___ Selected passage ___

Consider floating let and single-branch case inwards when matching rules

Motivation

I'm trying to implement stream fusion for concatMap using the new higher order patterns in rewrite rules. I'm now running into other limitations of the rule matcher. In particular, let and (single-branch) case expressions can inhibit rules from firing.

As a quick reminder, here's the rewrite rule for concatMap that uses higher order patterns:

{-# RULES
"concatMap" forall next f. concatMap (\x -> Stream next (f x)) = concatMap' next f
#-}

There is already a mechanism in place that tries to float out let expressions when matching (See Note [Matching lets]). However, when local binders are used in the let then floating outwards is not possible. For example if the matcher encounters an expression like this:

concatMap (\x -> let s = ... x ... in Stream next s)

Then the s binding cannot be floated out.

I thought I had a good common example, but I'm not sure any more

One particularly common example is due to strictness of the stream state. For optimization purposes, we want to keep the stream state strict and thus define Stream like this:

data Stream a = forall s. Stream (s -> Step s a) !s

That strict field means there will often be a case expression around the Stream which forces that field, e.g. something like this:

concatMap (\x -> case x of n { I# _ -> Stream next n })

(I should perhaps find a real example and not write this off the top of my head. Please prod me if this example is unclear.)

Lessons from the HERMIT in the stream

This had already been observed in the HERMIT in the stream paper, which aims to solve the same problem via an external rewrite engine. They say:

2b. Float a let inwards. The inner stream will often be wrapped in let bindings, especially if we have unfolded a stream combinator. These bindings will scope over the entire Stream constructor, and may or may not depend on the value of the outer stream, so we cannot reliably float them outwards. We can observe, however, that they will never capture the Stream constructor itself, so we can reliably float them inwards past the constructor.

___

● Work instructions:
(a) Could you copy the rule-matching proposal from the words "I thought I" through "example is unclear.)" and switch "strictness" to "laziness"?
(b) According to the quoted passage in the rule-matching proposal, what will the let bindings never capture?

___ Record list ___

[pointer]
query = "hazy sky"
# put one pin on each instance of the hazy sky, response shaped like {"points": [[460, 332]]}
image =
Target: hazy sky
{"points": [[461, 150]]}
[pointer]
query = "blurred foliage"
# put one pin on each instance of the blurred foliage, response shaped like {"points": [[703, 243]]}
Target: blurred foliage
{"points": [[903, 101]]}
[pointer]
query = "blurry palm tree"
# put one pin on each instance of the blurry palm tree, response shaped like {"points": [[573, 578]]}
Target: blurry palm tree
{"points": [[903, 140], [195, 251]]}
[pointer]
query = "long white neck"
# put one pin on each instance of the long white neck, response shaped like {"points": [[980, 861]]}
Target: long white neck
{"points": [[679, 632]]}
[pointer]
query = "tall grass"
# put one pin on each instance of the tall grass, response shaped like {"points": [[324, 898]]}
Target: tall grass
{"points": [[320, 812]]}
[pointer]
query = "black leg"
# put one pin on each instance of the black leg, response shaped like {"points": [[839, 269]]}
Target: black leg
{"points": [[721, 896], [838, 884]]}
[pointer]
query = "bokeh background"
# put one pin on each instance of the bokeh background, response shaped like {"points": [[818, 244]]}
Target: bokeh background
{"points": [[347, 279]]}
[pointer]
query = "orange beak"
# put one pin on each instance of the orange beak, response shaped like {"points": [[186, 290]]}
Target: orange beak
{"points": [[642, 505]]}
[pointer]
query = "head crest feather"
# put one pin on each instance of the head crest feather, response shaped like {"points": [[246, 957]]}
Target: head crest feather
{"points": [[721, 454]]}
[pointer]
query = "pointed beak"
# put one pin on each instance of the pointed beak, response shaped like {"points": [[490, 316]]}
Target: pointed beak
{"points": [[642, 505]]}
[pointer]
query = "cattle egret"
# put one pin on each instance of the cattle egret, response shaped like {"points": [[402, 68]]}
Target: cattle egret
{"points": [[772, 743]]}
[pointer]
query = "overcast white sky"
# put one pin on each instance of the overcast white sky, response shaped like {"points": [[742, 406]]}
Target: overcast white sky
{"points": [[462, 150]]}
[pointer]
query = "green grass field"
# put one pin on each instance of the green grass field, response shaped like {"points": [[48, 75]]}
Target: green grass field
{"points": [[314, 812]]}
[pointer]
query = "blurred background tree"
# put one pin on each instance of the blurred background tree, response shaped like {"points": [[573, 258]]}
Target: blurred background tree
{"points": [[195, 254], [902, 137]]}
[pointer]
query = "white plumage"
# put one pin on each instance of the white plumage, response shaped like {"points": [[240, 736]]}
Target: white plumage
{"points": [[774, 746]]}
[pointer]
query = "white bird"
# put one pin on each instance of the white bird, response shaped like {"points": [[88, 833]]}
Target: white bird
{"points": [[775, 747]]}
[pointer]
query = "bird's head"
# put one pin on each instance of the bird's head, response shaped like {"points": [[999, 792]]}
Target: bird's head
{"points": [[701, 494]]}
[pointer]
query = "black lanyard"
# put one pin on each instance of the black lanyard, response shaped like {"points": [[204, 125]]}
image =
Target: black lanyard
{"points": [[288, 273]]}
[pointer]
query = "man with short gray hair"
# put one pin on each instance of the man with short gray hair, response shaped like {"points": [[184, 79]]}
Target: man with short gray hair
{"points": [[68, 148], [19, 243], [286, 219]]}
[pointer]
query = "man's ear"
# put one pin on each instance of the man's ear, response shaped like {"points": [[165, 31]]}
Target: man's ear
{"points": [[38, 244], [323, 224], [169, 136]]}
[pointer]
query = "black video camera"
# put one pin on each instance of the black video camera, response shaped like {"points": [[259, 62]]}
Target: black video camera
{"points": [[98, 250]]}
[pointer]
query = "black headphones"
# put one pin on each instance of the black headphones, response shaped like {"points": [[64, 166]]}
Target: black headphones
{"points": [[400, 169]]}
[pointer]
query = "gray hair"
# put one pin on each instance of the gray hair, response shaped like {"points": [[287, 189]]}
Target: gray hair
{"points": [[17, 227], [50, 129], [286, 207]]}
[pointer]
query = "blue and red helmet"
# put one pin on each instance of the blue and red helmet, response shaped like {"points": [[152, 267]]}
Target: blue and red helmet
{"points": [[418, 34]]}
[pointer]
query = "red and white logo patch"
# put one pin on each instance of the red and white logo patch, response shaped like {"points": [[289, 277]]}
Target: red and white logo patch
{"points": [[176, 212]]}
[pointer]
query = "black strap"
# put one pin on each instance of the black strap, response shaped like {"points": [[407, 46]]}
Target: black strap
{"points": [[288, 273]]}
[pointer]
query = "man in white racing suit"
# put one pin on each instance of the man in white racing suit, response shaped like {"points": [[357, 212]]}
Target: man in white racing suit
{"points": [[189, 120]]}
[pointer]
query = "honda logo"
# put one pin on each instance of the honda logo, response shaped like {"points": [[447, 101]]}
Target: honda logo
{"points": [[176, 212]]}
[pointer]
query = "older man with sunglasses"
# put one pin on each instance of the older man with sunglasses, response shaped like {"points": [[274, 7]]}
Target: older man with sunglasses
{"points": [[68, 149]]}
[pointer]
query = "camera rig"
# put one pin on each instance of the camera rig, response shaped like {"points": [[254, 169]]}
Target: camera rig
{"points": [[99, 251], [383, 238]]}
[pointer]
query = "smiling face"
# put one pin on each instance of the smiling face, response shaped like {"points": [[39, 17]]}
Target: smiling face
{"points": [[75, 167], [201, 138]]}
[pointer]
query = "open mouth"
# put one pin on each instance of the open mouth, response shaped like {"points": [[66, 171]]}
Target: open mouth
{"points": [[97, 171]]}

___

● Answers to the exercises:
(a)
I thought I had a good common example, but I'm not sure any more

One particularly common example is due to laziness of the stream state. For optimization purposes, we want to keep the stream state strict and thus define Stream like this:

data Stream a = forall s. Stream (s -> Step s a) !s

That strict field means there will often be a case expression around the Stream which forces that field, e.g. something like this:

concatMap (\x -> case x of n { I# _ -> Stream next n })

(I should perhaps find a real example and not write this off the top of my head. Please prod me if this example is unclear.)

(b) The Stream constructor itself.